* [To do]: Copy word for word, please, the lines of the entries below running from the one containing "column 569, row 277" to the one containing "column 452, row 319", both ends included.

* [Data supplied]:
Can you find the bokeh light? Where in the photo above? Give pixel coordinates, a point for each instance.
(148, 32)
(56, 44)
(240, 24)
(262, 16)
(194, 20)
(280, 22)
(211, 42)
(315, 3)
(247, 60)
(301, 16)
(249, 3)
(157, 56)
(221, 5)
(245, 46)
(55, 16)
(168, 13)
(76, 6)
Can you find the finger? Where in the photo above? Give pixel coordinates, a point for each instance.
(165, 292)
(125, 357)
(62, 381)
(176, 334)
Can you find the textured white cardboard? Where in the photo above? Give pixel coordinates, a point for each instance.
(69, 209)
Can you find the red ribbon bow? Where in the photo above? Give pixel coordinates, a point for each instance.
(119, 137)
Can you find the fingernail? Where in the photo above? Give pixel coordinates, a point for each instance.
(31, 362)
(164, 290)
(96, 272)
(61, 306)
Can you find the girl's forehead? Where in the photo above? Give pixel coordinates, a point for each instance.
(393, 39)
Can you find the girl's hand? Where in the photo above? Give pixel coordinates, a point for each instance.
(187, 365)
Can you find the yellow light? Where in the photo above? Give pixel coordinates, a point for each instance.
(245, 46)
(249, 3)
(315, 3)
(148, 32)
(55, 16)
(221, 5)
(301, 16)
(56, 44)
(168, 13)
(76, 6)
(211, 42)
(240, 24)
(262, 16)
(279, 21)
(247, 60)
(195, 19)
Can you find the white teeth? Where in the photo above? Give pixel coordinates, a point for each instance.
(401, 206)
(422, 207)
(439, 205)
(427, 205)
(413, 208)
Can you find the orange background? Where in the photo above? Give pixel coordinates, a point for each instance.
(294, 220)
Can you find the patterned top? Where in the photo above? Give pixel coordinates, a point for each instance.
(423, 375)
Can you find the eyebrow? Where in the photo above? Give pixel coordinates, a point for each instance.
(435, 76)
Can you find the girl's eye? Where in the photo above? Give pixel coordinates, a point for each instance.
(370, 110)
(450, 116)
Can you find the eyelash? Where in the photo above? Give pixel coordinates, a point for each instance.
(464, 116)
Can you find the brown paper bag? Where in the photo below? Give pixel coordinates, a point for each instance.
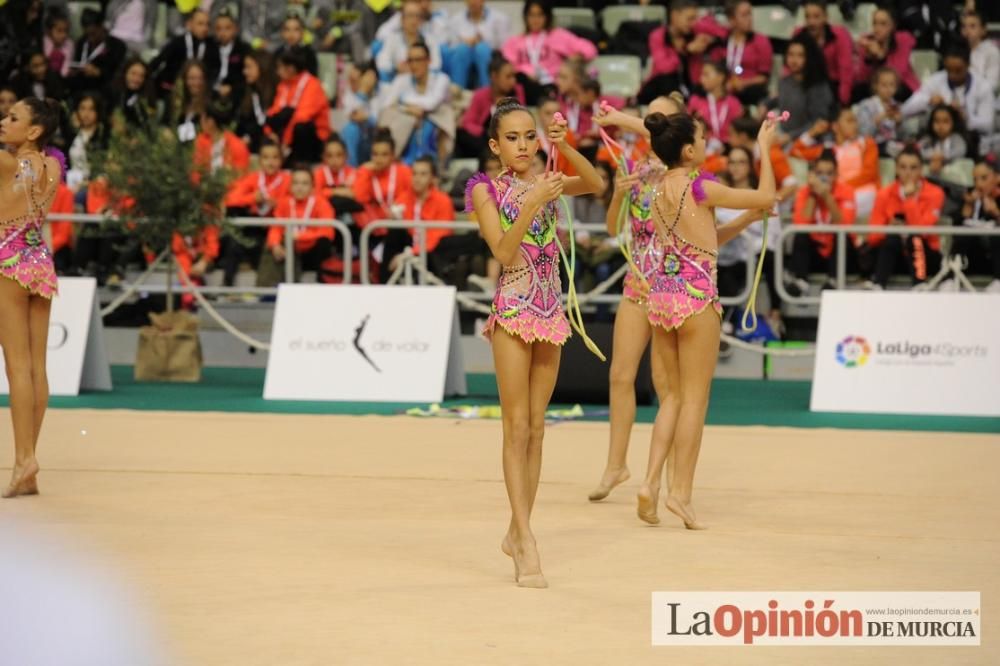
(170, 349)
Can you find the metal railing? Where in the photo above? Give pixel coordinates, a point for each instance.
(364, 245)
(342, 229)
(841, 231)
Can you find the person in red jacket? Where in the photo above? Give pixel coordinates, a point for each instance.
(312, 244)
(253, 195)
(217, 147)
(300, 114)
(837, 46)
(913, 201)
(823, 200)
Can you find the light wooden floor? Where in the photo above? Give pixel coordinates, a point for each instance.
(287, 540)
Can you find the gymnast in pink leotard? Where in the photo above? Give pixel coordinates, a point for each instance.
(683, 301)
(28, 182)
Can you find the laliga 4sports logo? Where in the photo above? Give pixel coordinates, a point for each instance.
(853, 351)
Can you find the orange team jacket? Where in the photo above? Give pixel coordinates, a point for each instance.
(436, 206)
(326, 179)
(562, 164)
(313, 208)
(377, 191)
(868, 175)
(243, 192)
(187, 249)
(235, 154)
(305, 94)
(843, 195)
(922, 210)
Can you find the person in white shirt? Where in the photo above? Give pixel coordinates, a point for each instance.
(415, 109)
(955, 85)
(473, 36)
(392, 56)
(984, 57)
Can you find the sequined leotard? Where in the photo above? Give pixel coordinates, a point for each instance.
(24, 256)
(645, 248)
(528, 300)
(685, 282)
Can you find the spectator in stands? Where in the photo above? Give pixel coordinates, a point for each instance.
(133, 101)
(805, 92)
(97, 57)
(471, 138)
(259, 74)
(254, 195)
(911, 201)
(392, 58)
(226, 58)
(414, 107)
(981, 211)
(426, 202)
(188, 100)
(547, 110)
(879, 116)
(35, 79)
(541, 50)
(194, 44)
(382, 183)
(857, 159)
(57, 45)
(717, 107)
(358, 101)
(474, 34)
(334, 178)
(748, 55)
(836, 46)
(92, 134)
(885, 46)
(733, 255)
(957, 86)
(743, 134)
(313, 245)
(217, 147)
(984, 56)
(300, 114)
(676, 53)
(825, 199)
(943, 140)
(294, 36)
(133, 22)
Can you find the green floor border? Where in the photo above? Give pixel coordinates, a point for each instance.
(737, 402)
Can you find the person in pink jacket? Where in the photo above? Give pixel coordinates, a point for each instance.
(885, 46)
(837, 46)
(748, 55)
(537, 54)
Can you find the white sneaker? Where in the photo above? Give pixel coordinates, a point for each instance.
(948, 285)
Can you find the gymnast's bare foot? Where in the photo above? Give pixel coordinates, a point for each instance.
(21, 475)
(527, 566)
(684, 511)
(611, 478)
(646, 510)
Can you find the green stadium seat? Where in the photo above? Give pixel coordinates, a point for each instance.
(613, 16)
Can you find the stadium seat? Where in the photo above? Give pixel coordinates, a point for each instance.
(924, 63)
(574, 17)
(327, 73)
(886, 170)
(773, 21)
(619, 75)
(613, 16)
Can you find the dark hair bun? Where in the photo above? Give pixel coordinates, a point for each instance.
(656, 123)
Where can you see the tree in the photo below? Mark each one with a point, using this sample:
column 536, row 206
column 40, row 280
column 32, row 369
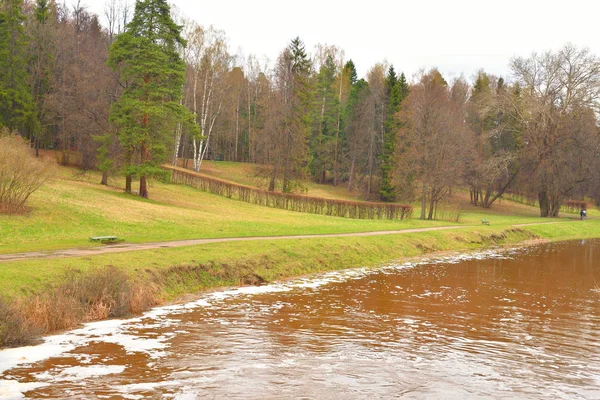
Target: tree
column 494, row 161
column 396, row 91
column 21, row 173
column 558, row 92
column 325, row 110
column 289, row 117
column 346, row 78
column 148, row 59
column 17, row 110
column 431, row 141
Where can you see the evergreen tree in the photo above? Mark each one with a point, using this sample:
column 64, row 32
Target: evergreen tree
column 324, row 121
column 350, row 70
column 298, row 121
column 397, row 90
column 17, row 111
column 41, row 30
column 148, row 59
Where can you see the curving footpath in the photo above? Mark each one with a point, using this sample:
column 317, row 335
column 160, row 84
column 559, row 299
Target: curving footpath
column 121, row 248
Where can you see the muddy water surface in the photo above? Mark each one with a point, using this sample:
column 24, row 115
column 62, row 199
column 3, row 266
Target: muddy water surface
column 511, row 325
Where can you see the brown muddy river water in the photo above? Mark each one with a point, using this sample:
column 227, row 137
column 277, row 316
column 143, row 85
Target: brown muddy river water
column 503, row 325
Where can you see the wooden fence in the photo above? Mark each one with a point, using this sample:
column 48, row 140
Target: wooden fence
column 291, row 202
column 575, row 205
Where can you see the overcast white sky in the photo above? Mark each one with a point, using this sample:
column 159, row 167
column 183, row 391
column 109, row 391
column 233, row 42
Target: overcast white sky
column 457, row 36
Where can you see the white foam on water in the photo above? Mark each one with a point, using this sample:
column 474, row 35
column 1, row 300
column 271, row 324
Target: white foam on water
column 116, row 331
column 80, row 373
column 13, row 390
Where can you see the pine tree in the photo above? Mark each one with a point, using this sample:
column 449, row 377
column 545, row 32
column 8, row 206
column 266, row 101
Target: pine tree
column 17, row 111
column 148, row 59
column 324, row 122
column 397, row 90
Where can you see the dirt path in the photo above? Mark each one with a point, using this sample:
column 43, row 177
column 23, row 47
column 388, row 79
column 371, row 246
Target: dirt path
column 120, row 248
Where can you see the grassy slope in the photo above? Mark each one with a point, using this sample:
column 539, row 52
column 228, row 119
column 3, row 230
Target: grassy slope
column 74, row 207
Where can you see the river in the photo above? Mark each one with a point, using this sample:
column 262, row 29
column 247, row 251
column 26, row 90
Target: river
column 506, row 324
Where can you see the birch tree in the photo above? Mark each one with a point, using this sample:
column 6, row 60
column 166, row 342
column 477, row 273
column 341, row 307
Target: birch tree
column 209, row 62
column 558, row 91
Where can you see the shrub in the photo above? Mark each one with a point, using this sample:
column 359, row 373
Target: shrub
column 21, row 173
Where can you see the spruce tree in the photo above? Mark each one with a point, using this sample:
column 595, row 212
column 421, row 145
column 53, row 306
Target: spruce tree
column 148, row 59
column 17, row 111
column 397, row 90
column 324, row 121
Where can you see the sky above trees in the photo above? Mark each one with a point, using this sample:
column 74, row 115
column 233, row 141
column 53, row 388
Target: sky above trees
column 458, row 37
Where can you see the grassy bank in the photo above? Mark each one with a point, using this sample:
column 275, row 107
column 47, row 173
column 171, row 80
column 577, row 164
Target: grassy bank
column 41, row 296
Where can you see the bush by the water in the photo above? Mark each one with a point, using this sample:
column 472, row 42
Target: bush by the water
column 21, row 173
column 104, row 293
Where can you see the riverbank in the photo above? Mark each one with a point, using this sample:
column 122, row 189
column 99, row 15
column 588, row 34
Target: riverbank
column 81, row 289
column 46, row 295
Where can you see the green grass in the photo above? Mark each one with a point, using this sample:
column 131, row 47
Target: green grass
column 73, row 207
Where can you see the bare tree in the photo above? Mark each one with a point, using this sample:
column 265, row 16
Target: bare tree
column 558, row 90
column 432, row 141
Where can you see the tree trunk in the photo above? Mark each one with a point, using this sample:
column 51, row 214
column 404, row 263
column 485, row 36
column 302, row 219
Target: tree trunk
column 143, row 187
column 128, row 183
column 104, row 180
column 423, row 200
column 544, row 204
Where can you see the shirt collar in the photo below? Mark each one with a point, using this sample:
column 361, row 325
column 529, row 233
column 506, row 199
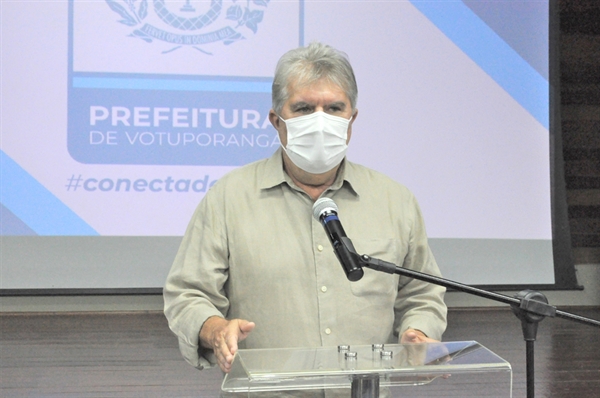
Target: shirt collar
column 274, row 175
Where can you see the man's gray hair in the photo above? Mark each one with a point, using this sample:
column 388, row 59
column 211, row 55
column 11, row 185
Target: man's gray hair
column 307, row 65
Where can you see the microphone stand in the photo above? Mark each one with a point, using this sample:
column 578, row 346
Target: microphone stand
column 531, row 307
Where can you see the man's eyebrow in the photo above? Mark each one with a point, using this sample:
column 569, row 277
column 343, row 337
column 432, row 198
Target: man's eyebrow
column 340, row 104
column 300, row 104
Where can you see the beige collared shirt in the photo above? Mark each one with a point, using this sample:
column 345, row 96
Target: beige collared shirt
column 254, row 251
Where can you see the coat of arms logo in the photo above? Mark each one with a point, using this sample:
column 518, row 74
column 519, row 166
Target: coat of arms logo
column 184, row 24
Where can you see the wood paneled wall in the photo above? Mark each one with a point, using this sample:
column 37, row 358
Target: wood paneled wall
column 580, row 114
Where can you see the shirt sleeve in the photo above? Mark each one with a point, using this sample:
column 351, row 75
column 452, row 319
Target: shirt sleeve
column 194, row 290
column 420, row 305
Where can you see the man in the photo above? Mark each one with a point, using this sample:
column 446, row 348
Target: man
column 255, row 269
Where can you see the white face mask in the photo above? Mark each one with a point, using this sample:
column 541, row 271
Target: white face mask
column 317, row 142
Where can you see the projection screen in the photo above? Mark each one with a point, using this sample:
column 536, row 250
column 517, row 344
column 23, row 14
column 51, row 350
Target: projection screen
column 118, row 116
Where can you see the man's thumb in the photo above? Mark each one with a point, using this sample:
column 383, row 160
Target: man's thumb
column 246, row 326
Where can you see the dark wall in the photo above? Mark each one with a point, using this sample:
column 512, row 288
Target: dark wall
column 580, row 115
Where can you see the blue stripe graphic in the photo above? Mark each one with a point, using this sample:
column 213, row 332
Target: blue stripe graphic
column 500, row 61
column 171, row 84
column 33, row 204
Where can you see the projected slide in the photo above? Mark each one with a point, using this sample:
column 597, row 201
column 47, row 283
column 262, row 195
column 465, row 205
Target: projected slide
column 119, row 115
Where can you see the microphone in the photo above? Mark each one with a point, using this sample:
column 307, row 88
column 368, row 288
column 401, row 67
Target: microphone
column 325, row 211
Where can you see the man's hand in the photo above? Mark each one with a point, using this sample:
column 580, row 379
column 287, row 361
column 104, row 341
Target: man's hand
column 415, row 336
column 223, row 336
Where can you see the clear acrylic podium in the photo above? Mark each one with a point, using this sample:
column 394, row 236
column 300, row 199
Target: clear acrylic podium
column 434, row 369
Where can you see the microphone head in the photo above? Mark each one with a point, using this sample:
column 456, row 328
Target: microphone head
column 323, row 205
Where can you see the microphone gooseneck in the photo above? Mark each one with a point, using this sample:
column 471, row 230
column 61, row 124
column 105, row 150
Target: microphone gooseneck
column 325, row 211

* [Reply]:
column 569, row 277
column 343, row 337
column 432, row 198
Target: man's eyebrow
column 340, row 104
column 300, row 104
Where can you see the beige collared shirt in the photo above? Mark each one with a point, using this sample:
column 345, row 96
Target: beige collared shirt
column 254, row 251
Where can you see the coat of arms logo in the photo above? Mark each one with a point, using this sample:
column 518, row 74
column 519, row 166
Target: coat of arms logo
column 184, row 24
Where can you see the wood paneled wall in the photo above? Mark each one with a point, using this sample:
column 37, row 358
Target: wood paneled wall
column 580, row 114
Where can you see the shirt sleeve in the photo above? Mark each one with a point, using this sample:
column 351, row 75
column 452, row 319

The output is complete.